:: SUPPLIED PASSAGE ::
···
To use SLUTs in the circuit of CPO, we propose to represent the set of outputs as two non-overlapping sets. The set $S{O}_{oh}$ includes outputs represented as (4). Therefore, these outputs are represented by unitary codes. The set $S{O}_{mb}$ consists of outputs represented as (10). Therefore, its elements are encoded by maximum binary codes. Now, the outputs are encoded by unitary-maximum (UM) codes. Here, we used the idea from [36], but we modified this approach. We propose to form the set $S{O}_{oh}$ in a way to fulfill the condition:

(18)$R_{CO}=I_{LUT}-1.$

Now, each class $C{P}^k\in PS$ determines the four following sets: (1) a partial set of inputs $S{I}^k\subseteq SI$; (2) a partial set of outputs $S{O}_{oh}^k\subseteq SO$; (3) a partial set of outputs $S{O}_{mb}^k\subseteq SO$; (4) a partial set of IMFs $S{M}^k\subseteq SM$. The partial sets of outputs include FSM outputs generated during transitions from the states $s_g\in C{P}^k$. The set $S{M}^k\subseteq SM$ includes the IMFs necessary to load the two-part state codes of the state of transitions.

The partial functions are represented by the following SBFs:

(19)$S{O}_{oh}^k=F3(S{V}_1,S{I}^k);$

(20)$S{O}_{mb}^k=F4(S{V}_1,S{I}^k);$

(21)$S{M}^k=F5(S{V}_1,S{I}^k).$

We propose to use the method from [37] to represent some outputs as single literal functions. These outputs form a set $S{O}_{mb}^1$. The remaining outputs form a set $S{O}_{mb}^2=S{O}_{mb}/S{O}_{mb}^1$. Using partial functions (19)–(21) gives the following SBFs:

(22)$S{O}_{oh}=F6(S{V}_2,S{O}_{oh}^1,\dots ,S{O}_{oh}^K);$

(23)$SOV=F7(S{V}_2,S{O}^1,\dots ,S{O}^K);$

(24)$SV=F8(S{V}_2,S{M}^1,\dots ,S{M}^K).$

To generate outputs $o_w\in S{O}_{mb}^2$, it is necessary to construct the functions:

(25)$S{O}_{mb}^2=F9\left(SOV\right).$

If the condition (18) holds, then these outputs can be combined in pairs. Each pair is implemented by a SLUT.
···
:: PROVIDED DATA ::
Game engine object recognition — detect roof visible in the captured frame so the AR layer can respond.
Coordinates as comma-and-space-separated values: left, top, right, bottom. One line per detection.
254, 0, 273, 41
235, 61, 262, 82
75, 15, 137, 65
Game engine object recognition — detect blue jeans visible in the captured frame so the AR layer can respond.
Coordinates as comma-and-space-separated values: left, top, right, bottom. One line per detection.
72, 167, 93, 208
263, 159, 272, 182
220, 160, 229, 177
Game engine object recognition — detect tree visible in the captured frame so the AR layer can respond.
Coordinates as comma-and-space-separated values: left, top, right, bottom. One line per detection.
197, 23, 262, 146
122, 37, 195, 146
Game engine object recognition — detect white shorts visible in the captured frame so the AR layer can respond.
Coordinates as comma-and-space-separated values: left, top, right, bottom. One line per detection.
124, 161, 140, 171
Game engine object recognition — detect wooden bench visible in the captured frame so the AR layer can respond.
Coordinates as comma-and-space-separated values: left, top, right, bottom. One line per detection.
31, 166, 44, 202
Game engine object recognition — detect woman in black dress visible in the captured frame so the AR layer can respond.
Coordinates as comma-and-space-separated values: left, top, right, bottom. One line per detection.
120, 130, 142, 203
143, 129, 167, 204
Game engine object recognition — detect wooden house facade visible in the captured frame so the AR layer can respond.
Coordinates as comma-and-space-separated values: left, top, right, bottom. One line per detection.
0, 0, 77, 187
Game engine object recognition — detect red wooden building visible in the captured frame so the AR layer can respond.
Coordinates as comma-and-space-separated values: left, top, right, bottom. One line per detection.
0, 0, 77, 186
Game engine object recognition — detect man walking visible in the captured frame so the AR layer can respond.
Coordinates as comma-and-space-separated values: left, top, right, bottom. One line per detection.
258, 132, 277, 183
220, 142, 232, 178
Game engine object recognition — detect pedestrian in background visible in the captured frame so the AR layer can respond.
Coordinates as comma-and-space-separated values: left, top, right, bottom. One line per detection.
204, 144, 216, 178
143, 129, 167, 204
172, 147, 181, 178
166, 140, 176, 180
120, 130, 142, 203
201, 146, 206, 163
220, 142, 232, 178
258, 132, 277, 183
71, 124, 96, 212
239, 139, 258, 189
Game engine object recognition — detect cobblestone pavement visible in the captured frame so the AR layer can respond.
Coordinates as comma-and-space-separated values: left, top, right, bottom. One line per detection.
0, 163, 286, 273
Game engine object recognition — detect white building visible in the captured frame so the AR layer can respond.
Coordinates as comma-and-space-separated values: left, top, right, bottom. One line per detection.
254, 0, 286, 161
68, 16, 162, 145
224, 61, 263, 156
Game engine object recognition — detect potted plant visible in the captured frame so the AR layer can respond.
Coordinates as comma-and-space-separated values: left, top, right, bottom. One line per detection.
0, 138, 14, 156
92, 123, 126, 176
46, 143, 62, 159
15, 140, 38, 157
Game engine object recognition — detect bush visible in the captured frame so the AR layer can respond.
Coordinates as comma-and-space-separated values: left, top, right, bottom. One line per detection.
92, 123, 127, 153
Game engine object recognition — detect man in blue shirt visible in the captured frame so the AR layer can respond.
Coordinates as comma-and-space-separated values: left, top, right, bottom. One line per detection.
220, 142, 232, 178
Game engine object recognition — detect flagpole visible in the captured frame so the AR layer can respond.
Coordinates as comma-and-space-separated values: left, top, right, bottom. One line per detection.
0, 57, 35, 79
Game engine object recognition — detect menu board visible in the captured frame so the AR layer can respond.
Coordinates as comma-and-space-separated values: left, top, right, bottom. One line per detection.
···
:: EXERCISE PROMPT ::
Set down the stretch of the passage on FSM output encoding from "Now, each class" through "state of transitions." word for word. The rows have no connection to the passage on FSM output encoding.

:: EXERCISE RESULT ::
Now, each class $C{P}^k\in PS$ determines the four following sets: (1) a partial set of inputs $S{I}^k\subseteq SI$; (2) a partial set of outputs $S{O}_{oh}^k\subseteq SO$; (3) a partial set of outputs $S{O}_{mb}^k\subseteq SO$; (4) a partial set of IMFs $S{M}^k\subseteq SM$. The partial sets of outputs include FSM outputs generated during transitions from the states $s_g\in C{P}^k$. The set $S{M}^k\subseteq SM$ includes the IMFs necessary to load the two-part state codes of the state of transitions.